• [PAGE EXTRACT]
---+---

How do you like to go up in a swing,
Up in the air so blue?
Oh, I do think it the pleasantest thing
Ever a child can do!
Up in the air and over the wall,
Till I can see so wide
Rivers and trees and cattle and all
Over the countryside—
Till I look down on the garden green,
Down on the roof so brown—
Up in the air I go flying again,
Up in the air and down!
When I was a little kid, Dad would read something to me every night. This was one of my favorite poems because of the way he read it, with whimsy and flair. And, like the poem’s author, he was forever a blue-sky kind of guy.
Dad brought humor and an infectious appreciation of life’s little pleasures to our family—a counterpoint to my mother’s cynicism (which also had its place).
I used to joke that the most important thing my father taught me was to flush a toilet with my foot in a public bathroom. But what I mostly learned from him was to be kind and to treat people less fortunate than we with respect and kindness. A trip to the dry cleaners would always take too long because he knew all the counter people by name and something of their lives. As we left the dry cleaners, the employees would be laughing and smiling. It used to annoy the hell out of me. But he would tell me that he felt that he wanted to brighten part their day. And there were a few nurse’s aides at Wingate who would drop by his room to say Hi after their regular shifts. The social worker at Wingate told me this past week: “Everyone loved your father.”
In his final legal career, he dedicated himself to defending disabled people in court, on appeal, who had been denied social security disability income. He represented clients in many states, driving up and down the East Coast--for not much money (as we know). He knew his clients and their cases. He knew all the judges.. He usually won and took great pride in defeating the government—and always left the courtroom with a smile on his face.

---+---

• [TASK REQUIREMENTS]
1 > According to the tribute to the writer's father, why did trips to the dry cleaners take so long?
2 > List every color word that appears in the swing poem at the start of the tribute.
3 > Please pick up the tribute to the writer's father after its last sentence and continue it.

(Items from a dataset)

---+---

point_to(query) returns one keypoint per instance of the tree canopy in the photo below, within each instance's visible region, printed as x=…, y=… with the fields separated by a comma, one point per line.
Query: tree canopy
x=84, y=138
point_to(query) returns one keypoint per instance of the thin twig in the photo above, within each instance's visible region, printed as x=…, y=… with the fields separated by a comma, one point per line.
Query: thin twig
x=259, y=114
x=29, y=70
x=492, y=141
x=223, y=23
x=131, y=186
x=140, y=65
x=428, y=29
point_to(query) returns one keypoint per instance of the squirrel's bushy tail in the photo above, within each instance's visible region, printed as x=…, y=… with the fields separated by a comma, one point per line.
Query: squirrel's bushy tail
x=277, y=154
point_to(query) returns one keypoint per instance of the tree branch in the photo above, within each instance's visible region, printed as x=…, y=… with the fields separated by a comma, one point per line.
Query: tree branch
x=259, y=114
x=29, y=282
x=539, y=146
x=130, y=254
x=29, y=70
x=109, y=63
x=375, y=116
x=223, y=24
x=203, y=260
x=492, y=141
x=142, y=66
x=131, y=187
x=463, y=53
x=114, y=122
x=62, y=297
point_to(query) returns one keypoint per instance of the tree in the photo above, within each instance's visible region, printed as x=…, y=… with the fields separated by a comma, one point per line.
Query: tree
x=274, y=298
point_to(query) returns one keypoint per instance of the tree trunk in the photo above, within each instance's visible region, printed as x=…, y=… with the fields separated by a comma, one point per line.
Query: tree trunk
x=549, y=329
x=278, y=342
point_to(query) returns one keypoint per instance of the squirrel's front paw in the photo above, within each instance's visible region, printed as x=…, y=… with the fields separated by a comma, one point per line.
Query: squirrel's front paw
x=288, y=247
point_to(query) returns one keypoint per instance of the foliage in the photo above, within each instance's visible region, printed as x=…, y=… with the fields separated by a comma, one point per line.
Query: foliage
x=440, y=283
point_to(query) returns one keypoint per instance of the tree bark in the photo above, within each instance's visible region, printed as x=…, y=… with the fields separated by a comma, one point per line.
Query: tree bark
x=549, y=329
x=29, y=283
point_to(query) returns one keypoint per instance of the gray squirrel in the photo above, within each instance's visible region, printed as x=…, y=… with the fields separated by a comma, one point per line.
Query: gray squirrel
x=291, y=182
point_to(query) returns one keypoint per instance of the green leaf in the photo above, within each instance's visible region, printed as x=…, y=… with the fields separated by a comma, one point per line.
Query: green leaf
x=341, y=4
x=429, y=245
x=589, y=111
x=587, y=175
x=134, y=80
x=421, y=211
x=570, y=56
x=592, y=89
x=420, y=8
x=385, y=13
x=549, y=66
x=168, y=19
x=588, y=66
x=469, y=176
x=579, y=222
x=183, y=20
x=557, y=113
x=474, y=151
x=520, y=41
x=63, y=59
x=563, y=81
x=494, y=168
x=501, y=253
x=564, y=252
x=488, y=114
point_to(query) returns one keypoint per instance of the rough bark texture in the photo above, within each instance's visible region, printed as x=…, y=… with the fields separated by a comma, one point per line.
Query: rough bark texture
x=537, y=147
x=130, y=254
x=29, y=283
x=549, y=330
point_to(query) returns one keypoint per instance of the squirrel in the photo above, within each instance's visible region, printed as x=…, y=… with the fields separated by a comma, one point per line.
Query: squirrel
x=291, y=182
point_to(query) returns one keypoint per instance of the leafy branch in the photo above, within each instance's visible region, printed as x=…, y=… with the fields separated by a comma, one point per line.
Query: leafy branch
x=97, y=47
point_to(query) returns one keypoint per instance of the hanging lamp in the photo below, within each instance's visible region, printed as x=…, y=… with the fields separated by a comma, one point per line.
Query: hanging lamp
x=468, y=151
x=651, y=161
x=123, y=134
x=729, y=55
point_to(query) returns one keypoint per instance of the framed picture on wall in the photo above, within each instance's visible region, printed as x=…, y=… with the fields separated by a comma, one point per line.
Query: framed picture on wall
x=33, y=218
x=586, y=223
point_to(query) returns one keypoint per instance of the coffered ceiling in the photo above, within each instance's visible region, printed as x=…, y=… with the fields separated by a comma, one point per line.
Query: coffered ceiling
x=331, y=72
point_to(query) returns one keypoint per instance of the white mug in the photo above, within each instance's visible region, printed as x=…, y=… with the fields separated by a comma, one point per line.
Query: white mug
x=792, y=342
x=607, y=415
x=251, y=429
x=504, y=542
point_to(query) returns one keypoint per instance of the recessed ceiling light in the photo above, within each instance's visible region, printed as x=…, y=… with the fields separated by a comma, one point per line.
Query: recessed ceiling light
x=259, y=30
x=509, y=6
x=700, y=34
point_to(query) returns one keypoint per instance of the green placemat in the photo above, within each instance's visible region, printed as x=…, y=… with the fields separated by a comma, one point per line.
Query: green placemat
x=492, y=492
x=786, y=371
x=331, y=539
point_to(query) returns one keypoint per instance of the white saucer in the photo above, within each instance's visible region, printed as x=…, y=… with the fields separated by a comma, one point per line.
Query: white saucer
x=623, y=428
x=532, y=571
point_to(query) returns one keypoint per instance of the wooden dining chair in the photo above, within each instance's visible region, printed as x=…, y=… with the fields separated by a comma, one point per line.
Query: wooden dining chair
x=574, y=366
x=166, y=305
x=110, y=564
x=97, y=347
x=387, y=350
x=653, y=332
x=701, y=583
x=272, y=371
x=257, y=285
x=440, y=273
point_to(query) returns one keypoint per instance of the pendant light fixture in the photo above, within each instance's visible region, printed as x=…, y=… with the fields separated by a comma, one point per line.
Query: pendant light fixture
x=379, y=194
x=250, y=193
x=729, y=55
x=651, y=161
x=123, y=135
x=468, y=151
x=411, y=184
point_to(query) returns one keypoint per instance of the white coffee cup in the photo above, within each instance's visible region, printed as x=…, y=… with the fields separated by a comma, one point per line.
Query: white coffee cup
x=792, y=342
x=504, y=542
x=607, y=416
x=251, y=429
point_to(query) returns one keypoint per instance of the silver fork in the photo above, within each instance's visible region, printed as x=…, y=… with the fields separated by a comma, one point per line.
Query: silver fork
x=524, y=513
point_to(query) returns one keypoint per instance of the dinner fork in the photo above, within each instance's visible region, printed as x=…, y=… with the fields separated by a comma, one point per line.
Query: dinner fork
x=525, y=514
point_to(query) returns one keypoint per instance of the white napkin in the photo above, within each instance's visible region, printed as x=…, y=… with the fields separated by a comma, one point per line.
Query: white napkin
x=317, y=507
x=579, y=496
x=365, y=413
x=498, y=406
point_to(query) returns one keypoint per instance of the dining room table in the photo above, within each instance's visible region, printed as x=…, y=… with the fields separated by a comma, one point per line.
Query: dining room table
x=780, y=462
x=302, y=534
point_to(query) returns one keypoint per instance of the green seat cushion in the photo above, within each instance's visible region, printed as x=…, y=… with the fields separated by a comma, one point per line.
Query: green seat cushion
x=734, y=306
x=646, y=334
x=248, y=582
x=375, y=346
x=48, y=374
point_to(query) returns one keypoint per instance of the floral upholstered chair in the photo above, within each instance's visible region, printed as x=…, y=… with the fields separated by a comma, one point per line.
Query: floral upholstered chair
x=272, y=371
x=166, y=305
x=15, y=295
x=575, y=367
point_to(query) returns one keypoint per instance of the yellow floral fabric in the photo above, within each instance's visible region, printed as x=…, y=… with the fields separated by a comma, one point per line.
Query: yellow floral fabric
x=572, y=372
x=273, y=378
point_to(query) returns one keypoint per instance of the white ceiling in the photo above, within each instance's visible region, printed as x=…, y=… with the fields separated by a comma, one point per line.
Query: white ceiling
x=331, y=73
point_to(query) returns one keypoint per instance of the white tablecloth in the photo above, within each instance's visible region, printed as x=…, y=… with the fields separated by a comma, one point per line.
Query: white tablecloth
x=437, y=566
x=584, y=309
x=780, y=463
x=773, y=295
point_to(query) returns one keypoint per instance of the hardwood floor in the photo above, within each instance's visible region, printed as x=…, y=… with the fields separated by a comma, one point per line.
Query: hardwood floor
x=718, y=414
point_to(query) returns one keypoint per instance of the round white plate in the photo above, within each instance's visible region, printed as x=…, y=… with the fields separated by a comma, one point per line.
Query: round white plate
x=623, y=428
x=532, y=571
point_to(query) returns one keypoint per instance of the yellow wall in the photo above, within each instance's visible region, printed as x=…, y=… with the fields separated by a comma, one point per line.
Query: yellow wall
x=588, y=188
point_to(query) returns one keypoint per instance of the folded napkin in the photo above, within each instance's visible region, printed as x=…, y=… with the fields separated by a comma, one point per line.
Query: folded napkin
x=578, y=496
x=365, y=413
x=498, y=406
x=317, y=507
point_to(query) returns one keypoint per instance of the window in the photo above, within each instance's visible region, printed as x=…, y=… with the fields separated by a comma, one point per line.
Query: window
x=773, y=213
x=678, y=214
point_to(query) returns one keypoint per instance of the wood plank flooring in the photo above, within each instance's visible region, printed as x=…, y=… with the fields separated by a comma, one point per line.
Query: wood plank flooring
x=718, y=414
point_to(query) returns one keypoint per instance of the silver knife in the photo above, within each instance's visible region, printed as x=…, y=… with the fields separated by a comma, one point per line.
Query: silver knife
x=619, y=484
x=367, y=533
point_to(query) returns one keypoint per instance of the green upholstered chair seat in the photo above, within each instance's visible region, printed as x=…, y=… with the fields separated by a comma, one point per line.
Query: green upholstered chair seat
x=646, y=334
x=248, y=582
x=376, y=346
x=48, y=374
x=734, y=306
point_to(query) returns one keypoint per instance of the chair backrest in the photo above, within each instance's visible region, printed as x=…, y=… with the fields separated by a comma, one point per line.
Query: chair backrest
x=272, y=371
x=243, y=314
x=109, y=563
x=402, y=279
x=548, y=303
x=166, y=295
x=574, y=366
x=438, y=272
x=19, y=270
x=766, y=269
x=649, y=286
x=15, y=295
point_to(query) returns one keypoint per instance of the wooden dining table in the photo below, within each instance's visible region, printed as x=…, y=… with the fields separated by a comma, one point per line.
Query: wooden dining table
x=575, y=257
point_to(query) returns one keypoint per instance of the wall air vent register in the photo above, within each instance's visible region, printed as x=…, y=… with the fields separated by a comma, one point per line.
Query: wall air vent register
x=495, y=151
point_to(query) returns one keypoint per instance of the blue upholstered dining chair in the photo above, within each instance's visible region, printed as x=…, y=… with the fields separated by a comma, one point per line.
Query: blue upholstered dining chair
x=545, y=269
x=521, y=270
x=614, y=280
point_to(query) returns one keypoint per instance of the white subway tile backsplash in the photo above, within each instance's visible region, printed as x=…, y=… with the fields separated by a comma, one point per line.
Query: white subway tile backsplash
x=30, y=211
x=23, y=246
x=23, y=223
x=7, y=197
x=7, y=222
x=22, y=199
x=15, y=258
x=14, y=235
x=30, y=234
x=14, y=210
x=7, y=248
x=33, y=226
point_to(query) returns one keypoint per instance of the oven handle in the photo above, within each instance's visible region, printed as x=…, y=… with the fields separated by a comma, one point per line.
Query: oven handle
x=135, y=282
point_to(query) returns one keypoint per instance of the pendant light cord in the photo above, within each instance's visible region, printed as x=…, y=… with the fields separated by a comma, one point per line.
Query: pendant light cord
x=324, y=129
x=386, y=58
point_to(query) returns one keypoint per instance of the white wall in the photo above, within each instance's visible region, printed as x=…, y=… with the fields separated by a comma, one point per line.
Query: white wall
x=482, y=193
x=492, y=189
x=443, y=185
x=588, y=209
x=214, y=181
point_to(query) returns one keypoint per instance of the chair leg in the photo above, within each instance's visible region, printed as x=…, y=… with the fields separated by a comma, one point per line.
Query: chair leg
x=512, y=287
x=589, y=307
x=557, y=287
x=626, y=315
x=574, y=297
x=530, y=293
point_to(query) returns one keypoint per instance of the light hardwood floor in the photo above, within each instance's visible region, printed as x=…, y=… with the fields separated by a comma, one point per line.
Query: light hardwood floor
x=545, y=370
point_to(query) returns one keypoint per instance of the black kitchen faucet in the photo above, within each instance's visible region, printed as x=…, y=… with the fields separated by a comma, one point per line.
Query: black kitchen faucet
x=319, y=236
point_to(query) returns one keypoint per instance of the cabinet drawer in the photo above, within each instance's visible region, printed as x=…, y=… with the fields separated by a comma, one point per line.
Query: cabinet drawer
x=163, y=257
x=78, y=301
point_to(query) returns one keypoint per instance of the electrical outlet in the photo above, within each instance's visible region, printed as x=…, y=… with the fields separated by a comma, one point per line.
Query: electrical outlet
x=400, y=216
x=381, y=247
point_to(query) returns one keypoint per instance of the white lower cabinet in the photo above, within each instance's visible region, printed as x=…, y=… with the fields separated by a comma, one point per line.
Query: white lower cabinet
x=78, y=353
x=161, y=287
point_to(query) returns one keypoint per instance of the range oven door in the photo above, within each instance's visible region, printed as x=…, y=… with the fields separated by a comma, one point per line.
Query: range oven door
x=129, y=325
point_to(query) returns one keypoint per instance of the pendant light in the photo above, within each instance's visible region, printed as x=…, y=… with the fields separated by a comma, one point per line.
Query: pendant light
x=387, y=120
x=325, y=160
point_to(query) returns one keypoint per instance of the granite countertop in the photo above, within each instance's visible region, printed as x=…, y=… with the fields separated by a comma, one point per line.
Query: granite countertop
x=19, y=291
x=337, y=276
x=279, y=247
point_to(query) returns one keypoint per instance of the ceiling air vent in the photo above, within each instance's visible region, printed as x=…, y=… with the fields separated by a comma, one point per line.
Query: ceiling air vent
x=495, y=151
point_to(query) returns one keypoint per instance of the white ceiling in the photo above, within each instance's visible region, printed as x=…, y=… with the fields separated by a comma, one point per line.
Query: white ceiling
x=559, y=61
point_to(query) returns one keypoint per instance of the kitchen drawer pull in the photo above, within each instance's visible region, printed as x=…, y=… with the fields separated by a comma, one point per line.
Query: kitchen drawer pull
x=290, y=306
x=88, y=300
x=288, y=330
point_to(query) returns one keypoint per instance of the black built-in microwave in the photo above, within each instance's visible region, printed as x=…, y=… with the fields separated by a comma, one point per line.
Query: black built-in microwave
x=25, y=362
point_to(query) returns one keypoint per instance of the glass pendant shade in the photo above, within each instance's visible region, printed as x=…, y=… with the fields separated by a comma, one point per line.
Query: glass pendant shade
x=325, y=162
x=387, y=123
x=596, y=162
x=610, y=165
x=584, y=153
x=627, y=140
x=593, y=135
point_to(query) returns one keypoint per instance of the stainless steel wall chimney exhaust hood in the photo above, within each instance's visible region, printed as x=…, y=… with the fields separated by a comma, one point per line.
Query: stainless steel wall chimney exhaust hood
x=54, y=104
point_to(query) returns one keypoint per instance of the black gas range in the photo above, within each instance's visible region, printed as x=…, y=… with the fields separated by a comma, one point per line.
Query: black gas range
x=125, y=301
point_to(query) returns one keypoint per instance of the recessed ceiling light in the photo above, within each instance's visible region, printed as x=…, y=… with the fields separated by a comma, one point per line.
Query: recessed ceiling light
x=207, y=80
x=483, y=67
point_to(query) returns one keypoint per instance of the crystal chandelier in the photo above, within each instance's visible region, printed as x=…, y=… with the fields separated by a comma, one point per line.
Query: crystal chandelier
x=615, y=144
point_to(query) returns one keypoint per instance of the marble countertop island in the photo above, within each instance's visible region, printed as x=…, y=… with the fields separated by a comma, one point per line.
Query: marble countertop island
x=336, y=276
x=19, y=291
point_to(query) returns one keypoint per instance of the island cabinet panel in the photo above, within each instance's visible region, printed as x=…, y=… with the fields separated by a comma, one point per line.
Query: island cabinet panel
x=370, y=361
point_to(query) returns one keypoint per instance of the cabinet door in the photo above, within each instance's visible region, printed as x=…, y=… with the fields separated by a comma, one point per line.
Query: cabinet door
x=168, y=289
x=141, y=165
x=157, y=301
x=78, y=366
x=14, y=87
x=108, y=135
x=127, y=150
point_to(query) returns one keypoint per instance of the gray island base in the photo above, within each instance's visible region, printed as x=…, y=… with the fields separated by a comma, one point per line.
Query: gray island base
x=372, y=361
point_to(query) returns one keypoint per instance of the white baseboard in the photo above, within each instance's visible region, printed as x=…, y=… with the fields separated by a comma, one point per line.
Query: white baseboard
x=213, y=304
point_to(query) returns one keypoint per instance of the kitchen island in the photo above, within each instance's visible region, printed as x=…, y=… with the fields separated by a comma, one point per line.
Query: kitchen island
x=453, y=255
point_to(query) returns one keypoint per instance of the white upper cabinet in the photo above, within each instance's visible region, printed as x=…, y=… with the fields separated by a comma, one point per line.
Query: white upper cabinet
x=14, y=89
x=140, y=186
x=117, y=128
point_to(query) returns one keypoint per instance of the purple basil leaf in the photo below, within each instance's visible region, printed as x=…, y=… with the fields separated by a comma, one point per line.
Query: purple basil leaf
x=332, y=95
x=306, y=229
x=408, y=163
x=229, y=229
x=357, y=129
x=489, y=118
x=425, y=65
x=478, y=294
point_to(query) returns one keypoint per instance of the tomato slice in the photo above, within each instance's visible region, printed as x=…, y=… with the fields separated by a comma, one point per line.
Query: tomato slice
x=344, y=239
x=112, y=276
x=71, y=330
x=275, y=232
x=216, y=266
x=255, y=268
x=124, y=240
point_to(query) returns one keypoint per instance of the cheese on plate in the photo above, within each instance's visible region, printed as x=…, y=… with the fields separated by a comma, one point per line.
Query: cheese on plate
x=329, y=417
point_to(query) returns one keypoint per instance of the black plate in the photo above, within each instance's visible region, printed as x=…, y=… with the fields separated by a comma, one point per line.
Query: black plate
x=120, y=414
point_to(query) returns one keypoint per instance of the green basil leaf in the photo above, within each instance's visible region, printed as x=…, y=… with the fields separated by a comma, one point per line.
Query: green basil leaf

---+---

• [OUTPUTS IN ORDER]
1 > The father knew all the counter people by name and something about their lives, so he took time with them. He said he wanted to brighten part of their day.

2 > blue, green, brown

3 >
As we know, he told stories. Really, really, really long stories. One Thanksgiving, I had brought my friends Kris and Burke to Boston and we ate at the Top of the Hub. At the bar, waiting for the table---I had gone to the restroom (where I had flushed the toilet with my foot)—he had begun what was basically the story of his life and his careers—including his many disappointments. The story continued at the table through four courses and coffee. I was ready to strangle him. But my friends were amazed at the way he narrated his story; they had never heard anyone tell a story quite like that.
He was a proud father to Darcie and me and a proud grandfather of Alle and John. He was also a proud father-in-law. He bragged about us all. In his final years, he was so thankful, as am I, to Bill and Sinesia for helping him live a comfortable and secure old age.
He was tough. He reinvented himself through enormous financial reversals; he lived on bravely after the untimely and tragic deaths to cancer, first of his wife and then his daughter—our beloved Darcie. And we thought—prematurely—that he had beaten Coronavirus.
I assumed that he felt aggrieved sometimes--that life had given him a raw deal. And during my last visit with him, what seems like a century ago (four months back), we really talked. Like many sons and fathers, we eventually, finally, managed to have a real talk. I was surprised to hear him say that he thought he had had the luckiest and fullest life of anyone he knew. So that was Dick Lubart. We celebrate his spirit today. I will miss him –and, I guess, the long stories, too.